→ What needs to be done:
Scan the material and copy out each line where the word "hard" occurs.
────
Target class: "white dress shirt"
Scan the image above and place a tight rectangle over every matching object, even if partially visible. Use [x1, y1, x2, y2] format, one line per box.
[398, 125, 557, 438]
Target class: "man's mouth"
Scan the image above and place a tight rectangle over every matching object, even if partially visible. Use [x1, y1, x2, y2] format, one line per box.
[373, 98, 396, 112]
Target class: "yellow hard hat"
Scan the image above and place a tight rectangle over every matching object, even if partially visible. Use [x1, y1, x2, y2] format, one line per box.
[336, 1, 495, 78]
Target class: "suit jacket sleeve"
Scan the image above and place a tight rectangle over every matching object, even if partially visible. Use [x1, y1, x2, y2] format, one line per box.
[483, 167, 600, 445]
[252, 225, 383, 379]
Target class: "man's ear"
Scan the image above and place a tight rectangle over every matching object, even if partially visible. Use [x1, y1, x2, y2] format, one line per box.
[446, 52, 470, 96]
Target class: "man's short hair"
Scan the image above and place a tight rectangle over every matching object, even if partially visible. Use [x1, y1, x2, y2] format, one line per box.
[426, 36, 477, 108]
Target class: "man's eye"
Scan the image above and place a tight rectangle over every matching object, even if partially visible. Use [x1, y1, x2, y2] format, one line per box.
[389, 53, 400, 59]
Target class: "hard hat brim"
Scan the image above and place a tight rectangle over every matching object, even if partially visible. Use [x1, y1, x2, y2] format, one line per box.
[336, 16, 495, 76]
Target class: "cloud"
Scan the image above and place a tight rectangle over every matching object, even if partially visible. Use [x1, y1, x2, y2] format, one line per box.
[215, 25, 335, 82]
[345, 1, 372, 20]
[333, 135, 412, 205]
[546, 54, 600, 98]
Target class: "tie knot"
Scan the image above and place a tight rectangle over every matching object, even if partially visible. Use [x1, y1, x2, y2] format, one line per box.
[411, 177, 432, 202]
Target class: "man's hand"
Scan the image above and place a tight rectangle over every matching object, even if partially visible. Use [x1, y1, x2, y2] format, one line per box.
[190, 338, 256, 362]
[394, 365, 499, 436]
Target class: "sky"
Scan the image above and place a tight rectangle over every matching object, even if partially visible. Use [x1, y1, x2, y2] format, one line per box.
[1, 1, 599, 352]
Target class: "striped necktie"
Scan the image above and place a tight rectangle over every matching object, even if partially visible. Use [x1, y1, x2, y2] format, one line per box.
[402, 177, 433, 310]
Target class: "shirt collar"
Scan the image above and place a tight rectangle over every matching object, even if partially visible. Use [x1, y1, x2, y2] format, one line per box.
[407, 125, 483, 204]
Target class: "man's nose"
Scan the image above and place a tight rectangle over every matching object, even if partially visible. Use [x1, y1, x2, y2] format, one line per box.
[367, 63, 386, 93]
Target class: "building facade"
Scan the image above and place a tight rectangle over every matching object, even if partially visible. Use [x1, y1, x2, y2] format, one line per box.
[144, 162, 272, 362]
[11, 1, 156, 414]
────
→ Your response:
Target class: "yellow hard hat"
Target class: "hard hat brim"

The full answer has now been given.